**Task directions:** Output every entry exactly as written.

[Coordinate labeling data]
○ ○ ○ ○

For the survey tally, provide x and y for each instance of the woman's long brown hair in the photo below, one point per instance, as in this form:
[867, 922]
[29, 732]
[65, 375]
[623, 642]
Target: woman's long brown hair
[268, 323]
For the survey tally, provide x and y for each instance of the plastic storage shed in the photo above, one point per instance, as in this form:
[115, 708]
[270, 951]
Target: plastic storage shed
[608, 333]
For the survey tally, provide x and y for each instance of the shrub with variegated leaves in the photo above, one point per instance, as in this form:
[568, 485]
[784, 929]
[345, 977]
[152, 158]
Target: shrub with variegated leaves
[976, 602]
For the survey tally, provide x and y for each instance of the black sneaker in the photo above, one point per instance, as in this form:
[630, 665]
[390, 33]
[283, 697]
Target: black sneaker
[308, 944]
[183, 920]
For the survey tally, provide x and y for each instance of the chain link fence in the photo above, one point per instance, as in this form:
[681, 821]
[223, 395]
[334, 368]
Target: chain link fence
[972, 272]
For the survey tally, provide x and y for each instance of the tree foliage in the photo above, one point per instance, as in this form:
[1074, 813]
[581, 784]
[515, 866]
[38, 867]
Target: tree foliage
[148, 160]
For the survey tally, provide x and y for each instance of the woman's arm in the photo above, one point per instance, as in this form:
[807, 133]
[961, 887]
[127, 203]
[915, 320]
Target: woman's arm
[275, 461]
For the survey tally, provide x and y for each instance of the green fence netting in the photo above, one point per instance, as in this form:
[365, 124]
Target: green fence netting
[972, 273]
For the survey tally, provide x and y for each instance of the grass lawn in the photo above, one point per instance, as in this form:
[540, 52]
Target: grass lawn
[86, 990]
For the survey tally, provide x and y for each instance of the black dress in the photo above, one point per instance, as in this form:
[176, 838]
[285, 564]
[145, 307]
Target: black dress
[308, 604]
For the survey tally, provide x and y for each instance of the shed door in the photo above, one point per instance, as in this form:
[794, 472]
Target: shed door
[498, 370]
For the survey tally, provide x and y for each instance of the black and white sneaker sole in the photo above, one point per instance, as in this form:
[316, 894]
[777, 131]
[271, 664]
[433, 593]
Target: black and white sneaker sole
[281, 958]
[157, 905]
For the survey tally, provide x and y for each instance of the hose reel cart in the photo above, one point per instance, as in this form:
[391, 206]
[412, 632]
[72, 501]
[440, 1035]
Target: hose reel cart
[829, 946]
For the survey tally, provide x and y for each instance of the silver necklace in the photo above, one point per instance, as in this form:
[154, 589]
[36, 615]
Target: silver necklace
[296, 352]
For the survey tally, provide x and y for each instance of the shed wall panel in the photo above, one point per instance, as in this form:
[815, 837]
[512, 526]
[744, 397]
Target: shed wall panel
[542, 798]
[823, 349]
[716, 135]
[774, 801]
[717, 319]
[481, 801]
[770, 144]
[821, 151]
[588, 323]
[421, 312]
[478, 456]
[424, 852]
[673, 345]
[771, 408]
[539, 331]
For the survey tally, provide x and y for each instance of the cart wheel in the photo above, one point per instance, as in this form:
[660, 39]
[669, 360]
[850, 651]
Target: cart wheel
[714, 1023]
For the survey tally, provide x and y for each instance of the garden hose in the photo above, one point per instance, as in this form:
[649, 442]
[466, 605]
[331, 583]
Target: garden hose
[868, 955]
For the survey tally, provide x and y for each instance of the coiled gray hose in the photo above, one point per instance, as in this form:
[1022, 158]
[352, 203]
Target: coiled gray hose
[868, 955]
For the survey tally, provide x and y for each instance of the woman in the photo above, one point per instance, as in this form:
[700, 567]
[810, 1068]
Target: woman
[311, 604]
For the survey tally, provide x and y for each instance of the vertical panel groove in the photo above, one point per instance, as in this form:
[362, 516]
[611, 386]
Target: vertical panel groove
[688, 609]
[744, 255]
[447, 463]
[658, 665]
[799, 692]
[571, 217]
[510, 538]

○ ○ ○ ○

**Result of this task:**
For the survey tally, provide x and y for each instance of the woman's long brown hair in the photo below, one point per instance, as in this form:
[867, 922]
[29, 732]
[65, 375]
[623, 642]
Target: woman's long brown hair
[268, 323]
For the survey tally, provide x and y for each instance of the plastic storage shed in the photo above, one point per instance, as in this form:
[115, 708]
[270, 951]
Target: plastic storage shed
[608, 333]
For the survey tally, provide x and y for each instance of the shrub with variegated leaves in the photo above, one point per instance, as in this form:
[568, 485]
[784, 929]
[345, 977]
[152, 158]
Target: shrub with variegated leaves
[976, 602]
For the survey tally, provide x and y for each instance of the black sneaker in the photo above, one point per instance, as in this form:
[630, 665]
[390, 33]
[283, 697]
Target: black sneaker
[308, 944]
[183, 920]
For the survey tally, provide x and y for each instance of the chain link fence in the photo above, one point per instance, as in this form:
[681, 821]
[223, 395]
[334, 368]
Target: chain link fence
[972, 272]
For the survey tally, provide x and y for each instance of the tree foliage in the photo above, one point per instance, as in this form:
[1074, 813]
[581, 784]
[515, 866]
[38, 867]
Target: tree foliage
[148, 160]
For the survey tally, provide x and y for each instance of the woman's arm in the photo above, one point per instance, as in this form:
[807, 133]
[961, 887]
[127, 203]
[915, 320]
Target: woman's arm
[275, 461]
For the survey tally, provide x and y for each instance of the green fence netting in the photo above, one point per instance, as in this form:
[365, 124]
Target: green fence netting
[972, 273]
For the survey tally, provide x and y for each instance of the grass lawn in the photo above, one point per instance, as in this form:
[540, 52]
Target: grass lawn
[86, 990]
For the survey tally, provide x and y for each instance of the black dress in the photo above, one point per instance, as in this form:
[176, 838]
[285, 564]
[145, 307]
Target: black dress
[308, 604]
For the survey tally, provide x and y for each instance of the shed door in the photo above, one point per instance, as in this form:
[794, 472]
Target: shed door
[498, 370]
For the survey tally, provide x and y for each instance of the black and white sneaker sole in the photo above, one point per instance, as in this form:
[316, 894]
[777, 131]
[271, 664]
[433, 593]
Target: black and white sneaker sole
[281, 958]
[157, 905]
For the survey tally, provide x and y for each instance of the hose reel cart in the photo above, one point per instance, as in this form:
[391, 206]
[412, 632]
[72, 501]
[440, 1035]
Target: hose reel cart
[829, 946]
For the survey tally, provide x and y for each instance of the silver necklace in the photo above, one point per instance, as in this form:
[154, 589]
[36, 615]
Target: silver necklace
[296, 352]
For the survey tally, provide x and y for each instance of the shed wall panel in the photo above, one point per instance, as in this form:
[815, 837]
[512, 526]
[744, 397]
Target: shed wall panel
[542, 798]
[823, 349]
[716, 135]
[774, 801]
[717, 319]
[481, 801]
[770, 144]
[821, 151]
[588, 323]
[421, 312]
[478, 456]
[424, 852]
[673, 345]
[771, 408]
[539, 331]
For the survey tally, provide x and y for each instance of the cart wheel in the photo above, one point per instance, as in this form:
[660, 39]
[669, 360]
[850, 651]
Target: cart wheel
[714, 1023]
For the survey tally, provide x and y for each instance of the garden hose in the photo above, one point per instance, as in this form:
[649, 442]
[466, 605]
[331, 583]
Target: garden hose
[868, 955]
For the survey tally, provide x and y for each instance of the coiled gray hose in the photo above, one point per instance, as in this form:
[1022, 158]
[352, 203]
Target: coiled gray hose
[868, 955]
For the survey tally, provide x and y for each instance of the woman in the photo above, one point per instance, as in this form:
[700, 567]
[810, 1068]
Target: woman
[311, 604]
For the survey tally, provide x and y for each instance of the vertical panel groove in the photo above, one point per instance, as in this form:
[362, 516]
[611, 386]
Target: vertical panel groove
[688, 609]
[744, 255]
[447, 463]
[658, 665]
[799, 692]
[571, 217]
[510, 538]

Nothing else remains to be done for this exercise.